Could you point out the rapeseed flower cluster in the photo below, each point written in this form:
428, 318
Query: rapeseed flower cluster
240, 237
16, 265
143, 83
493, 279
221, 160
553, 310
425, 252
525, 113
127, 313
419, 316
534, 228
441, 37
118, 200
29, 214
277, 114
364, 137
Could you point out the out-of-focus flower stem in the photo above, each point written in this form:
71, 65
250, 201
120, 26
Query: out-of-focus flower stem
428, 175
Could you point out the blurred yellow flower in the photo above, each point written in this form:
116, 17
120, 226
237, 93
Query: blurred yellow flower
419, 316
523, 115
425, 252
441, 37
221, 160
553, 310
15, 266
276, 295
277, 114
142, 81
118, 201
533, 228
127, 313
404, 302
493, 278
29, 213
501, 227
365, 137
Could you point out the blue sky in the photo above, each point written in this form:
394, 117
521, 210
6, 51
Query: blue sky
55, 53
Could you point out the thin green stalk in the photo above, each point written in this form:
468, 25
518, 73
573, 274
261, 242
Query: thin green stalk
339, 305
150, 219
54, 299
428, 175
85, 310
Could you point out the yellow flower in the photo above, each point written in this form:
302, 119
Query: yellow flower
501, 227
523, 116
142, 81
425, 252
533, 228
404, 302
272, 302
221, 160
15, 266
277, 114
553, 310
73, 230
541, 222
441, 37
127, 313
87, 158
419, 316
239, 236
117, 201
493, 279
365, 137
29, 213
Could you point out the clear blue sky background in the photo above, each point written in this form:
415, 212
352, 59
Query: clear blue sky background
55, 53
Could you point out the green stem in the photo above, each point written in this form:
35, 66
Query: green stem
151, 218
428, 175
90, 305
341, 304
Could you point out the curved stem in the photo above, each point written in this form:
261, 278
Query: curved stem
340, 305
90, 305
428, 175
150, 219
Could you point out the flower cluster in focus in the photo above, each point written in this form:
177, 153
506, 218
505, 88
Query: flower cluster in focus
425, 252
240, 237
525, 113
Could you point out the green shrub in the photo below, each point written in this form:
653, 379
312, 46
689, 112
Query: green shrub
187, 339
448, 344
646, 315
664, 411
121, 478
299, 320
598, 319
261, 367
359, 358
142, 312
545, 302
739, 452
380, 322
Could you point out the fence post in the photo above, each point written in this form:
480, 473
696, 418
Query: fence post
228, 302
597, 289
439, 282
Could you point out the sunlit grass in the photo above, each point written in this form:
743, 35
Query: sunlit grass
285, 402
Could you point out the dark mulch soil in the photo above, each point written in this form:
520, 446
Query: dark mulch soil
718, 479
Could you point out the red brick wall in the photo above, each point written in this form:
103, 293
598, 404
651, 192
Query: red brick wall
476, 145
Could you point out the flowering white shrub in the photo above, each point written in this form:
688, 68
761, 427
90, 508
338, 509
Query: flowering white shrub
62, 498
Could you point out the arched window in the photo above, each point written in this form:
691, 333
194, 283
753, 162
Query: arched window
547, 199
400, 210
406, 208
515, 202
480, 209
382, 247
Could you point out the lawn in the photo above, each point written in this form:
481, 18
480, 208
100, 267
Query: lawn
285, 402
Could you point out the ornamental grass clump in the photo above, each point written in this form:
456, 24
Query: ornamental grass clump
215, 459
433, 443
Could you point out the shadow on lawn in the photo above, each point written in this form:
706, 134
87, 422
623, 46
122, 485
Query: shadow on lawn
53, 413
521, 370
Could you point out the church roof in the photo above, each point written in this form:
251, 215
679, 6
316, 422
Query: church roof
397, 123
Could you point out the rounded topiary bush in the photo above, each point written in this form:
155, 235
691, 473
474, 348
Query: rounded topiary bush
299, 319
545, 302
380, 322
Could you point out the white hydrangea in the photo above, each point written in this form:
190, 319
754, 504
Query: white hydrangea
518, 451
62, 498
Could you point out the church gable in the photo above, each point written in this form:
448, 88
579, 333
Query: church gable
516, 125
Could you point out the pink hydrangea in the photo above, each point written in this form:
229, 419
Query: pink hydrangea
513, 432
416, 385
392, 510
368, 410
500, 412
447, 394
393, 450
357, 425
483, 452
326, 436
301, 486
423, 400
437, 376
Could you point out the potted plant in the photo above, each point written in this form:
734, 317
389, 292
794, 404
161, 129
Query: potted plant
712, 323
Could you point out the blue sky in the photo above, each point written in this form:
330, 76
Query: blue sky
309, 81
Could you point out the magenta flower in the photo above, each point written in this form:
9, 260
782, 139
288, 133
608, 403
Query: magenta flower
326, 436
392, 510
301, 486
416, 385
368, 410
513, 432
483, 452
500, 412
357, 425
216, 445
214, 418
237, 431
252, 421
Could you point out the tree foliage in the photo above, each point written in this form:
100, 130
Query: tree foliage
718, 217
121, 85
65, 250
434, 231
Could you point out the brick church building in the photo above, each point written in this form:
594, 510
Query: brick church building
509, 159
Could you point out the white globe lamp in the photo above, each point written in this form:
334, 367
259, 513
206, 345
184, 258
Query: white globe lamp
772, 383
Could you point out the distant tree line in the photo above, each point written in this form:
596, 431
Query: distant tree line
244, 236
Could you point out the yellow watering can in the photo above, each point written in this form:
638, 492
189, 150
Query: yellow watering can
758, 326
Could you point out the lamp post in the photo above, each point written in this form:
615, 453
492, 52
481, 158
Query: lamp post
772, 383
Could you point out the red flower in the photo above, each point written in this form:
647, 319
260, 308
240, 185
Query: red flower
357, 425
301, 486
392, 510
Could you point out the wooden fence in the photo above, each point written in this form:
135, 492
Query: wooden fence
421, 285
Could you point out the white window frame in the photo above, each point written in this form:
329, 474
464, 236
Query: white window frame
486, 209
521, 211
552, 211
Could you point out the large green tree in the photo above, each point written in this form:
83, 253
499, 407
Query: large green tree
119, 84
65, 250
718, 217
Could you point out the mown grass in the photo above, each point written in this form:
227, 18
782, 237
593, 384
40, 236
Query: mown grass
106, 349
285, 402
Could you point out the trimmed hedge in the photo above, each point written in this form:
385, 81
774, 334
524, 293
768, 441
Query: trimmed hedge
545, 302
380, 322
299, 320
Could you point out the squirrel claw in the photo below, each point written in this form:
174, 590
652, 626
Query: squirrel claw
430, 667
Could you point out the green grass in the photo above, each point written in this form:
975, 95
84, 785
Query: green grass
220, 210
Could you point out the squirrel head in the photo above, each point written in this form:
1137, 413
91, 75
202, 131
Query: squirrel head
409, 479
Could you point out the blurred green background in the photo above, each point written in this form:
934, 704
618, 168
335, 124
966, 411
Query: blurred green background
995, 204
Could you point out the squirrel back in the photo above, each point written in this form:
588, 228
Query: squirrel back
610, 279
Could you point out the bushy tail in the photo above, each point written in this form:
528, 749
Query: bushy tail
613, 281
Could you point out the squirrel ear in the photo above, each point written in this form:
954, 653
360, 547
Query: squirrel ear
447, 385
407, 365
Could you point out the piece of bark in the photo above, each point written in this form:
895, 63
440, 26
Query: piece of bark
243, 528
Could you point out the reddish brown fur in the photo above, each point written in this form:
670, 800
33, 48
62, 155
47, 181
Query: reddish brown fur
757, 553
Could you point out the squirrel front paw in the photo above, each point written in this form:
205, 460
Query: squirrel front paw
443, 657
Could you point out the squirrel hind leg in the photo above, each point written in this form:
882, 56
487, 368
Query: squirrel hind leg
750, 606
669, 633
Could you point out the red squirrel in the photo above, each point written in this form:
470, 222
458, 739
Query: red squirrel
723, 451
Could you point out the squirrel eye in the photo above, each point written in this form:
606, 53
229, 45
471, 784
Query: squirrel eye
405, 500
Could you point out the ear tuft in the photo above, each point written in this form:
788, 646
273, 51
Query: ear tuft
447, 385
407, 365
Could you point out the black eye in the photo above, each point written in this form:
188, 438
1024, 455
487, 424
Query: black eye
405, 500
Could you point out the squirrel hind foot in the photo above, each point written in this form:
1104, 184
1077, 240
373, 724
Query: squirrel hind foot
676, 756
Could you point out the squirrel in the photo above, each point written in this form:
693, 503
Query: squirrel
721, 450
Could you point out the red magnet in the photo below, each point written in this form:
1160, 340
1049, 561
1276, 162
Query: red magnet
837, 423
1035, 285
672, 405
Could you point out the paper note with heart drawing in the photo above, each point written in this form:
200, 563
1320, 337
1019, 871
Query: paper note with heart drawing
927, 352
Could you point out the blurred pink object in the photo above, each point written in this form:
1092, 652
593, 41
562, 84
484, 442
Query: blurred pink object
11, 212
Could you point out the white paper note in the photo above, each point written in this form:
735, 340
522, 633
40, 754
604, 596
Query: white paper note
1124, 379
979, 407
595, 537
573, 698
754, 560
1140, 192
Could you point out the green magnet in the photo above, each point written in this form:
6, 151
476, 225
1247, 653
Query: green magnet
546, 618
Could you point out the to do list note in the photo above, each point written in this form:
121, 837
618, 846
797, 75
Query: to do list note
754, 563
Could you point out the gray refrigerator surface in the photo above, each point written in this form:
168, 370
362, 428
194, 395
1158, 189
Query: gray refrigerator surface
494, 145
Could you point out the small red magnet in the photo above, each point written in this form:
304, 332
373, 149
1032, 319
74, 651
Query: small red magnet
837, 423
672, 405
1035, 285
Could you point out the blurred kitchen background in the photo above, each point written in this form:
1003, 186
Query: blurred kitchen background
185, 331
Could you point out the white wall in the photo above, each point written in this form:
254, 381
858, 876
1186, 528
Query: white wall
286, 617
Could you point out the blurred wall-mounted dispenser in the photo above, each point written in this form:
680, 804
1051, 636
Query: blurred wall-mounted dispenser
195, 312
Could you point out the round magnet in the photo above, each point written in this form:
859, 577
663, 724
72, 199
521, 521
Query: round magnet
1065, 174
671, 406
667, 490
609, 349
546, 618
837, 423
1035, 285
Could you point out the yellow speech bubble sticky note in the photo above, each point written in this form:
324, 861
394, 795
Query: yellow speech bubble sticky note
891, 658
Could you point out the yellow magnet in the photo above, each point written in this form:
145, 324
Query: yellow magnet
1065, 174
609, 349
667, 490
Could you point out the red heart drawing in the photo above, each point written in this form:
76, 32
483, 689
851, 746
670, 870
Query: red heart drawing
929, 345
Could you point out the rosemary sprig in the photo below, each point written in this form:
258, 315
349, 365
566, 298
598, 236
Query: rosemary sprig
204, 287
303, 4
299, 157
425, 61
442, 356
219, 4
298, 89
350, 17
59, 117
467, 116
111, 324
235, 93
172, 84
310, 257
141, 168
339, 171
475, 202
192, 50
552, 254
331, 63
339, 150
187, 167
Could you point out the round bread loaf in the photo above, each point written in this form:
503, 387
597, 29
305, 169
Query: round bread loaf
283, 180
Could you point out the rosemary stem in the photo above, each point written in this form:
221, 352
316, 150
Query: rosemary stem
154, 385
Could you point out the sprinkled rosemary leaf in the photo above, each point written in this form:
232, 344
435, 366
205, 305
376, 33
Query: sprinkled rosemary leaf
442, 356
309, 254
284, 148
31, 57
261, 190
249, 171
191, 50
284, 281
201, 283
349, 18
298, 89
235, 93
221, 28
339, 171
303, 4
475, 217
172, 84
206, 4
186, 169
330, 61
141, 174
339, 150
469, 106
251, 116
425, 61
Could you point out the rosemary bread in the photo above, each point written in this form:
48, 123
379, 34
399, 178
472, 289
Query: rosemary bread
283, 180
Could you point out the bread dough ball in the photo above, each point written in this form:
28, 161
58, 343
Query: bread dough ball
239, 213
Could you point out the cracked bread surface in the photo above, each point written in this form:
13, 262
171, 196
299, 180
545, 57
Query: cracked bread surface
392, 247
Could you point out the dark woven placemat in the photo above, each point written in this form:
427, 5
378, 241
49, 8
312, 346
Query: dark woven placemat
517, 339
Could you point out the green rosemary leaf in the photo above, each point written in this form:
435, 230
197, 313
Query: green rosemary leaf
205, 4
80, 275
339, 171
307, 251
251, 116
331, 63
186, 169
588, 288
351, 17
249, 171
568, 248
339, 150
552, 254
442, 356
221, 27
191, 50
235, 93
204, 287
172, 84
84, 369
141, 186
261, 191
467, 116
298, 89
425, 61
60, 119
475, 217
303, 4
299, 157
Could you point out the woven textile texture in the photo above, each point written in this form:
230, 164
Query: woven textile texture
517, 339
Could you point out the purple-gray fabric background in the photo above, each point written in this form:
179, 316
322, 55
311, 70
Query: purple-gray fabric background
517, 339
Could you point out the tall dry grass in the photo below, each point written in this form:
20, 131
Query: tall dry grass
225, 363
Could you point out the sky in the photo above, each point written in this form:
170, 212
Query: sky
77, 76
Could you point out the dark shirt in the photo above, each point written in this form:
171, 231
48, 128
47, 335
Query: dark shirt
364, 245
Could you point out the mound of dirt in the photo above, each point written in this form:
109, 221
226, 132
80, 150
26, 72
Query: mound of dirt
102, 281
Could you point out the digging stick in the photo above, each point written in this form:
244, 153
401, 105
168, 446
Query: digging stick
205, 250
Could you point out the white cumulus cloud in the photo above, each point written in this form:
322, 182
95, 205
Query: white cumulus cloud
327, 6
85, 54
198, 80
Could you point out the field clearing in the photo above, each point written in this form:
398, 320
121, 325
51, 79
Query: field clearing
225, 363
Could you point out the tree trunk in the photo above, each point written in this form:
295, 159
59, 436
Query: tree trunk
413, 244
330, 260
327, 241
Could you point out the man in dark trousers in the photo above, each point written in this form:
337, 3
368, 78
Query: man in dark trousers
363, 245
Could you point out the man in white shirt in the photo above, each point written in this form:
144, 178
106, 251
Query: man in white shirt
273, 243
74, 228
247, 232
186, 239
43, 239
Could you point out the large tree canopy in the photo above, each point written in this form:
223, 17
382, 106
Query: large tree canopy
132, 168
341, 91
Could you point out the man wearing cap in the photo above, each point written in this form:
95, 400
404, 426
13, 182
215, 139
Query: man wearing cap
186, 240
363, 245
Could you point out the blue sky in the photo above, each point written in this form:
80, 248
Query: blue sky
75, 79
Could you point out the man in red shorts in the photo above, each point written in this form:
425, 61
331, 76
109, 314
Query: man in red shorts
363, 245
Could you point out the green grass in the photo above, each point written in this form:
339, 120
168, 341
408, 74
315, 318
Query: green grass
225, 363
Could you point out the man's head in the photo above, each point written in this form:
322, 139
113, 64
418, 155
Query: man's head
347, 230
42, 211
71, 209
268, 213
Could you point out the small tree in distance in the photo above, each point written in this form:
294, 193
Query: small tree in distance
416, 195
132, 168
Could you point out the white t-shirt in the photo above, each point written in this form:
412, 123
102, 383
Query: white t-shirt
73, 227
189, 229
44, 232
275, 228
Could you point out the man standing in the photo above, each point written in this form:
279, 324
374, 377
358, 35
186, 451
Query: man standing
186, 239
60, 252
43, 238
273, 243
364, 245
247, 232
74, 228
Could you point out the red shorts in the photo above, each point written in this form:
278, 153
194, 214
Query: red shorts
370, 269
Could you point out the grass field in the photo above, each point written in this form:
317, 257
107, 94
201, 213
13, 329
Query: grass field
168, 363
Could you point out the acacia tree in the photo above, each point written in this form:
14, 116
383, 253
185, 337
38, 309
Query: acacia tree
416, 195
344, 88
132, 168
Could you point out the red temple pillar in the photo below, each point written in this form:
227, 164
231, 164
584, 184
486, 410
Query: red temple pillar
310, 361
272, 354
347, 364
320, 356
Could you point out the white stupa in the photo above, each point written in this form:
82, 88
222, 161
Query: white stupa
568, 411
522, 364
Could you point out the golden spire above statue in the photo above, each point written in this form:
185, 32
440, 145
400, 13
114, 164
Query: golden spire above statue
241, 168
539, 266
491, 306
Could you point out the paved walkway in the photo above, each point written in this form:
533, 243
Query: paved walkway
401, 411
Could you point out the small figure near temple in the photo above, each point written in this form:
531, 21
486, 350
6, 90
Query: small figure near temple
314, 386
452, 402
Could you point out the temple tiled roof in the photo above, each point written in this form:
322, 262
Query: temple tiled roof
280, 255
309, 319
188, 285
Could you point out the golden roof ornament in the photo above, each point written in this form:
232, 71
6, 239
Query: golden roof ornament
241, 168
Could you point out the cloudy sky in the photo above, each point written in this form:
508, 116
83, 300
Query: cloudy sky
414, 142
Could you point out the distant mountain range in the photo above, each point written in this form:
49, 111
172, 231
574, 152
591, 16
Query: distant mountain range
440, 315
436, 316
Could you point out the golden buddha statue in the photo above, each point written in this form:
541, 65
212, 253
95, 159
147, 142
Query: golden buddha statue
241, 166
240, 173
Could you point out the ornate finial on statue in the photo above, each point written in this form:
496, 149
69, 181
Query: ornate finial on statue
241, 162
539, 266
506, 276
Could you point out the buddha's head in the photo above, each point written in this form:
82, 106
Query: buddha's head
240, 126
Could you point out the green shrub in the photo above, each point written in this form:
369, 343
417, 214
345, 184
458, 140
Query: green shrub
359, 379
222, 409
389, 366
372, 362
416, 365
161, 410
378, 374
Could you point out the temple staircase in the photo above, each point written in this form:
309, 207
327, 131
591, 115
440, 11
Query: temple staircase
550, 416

★ ★ ★ ★ ★ ★ ★

> **Written task**
Return, word for word, each line from the line that contains "Could you point out the ornate" to the end of the listing above; include both end lines and nothing else.

> **Written answer**
Could you point out the ornate finial on statue in the photo above, each point written in this form:
496, 149
69, 181
Query: ornate finial on statue
241, 162
539, 266
506, 276
Could you point out the buddha's head in the photo above, each point written in this form:
82, 106
Query: buddha's head
240, 126
Could you point out the green shrub in the photo above, each point written in this form:
369, 343
417, 214
345, 184
458, 140
Query: green shrub
359, 379
222, 409
389, 366
372, 362
416, 365
161, 410
378, 374
Could you point out the temple staircase in the photo above, each point written in this form:
309, 207
327, 131
591, 115
440, 11
Query: temple staircase
550, 416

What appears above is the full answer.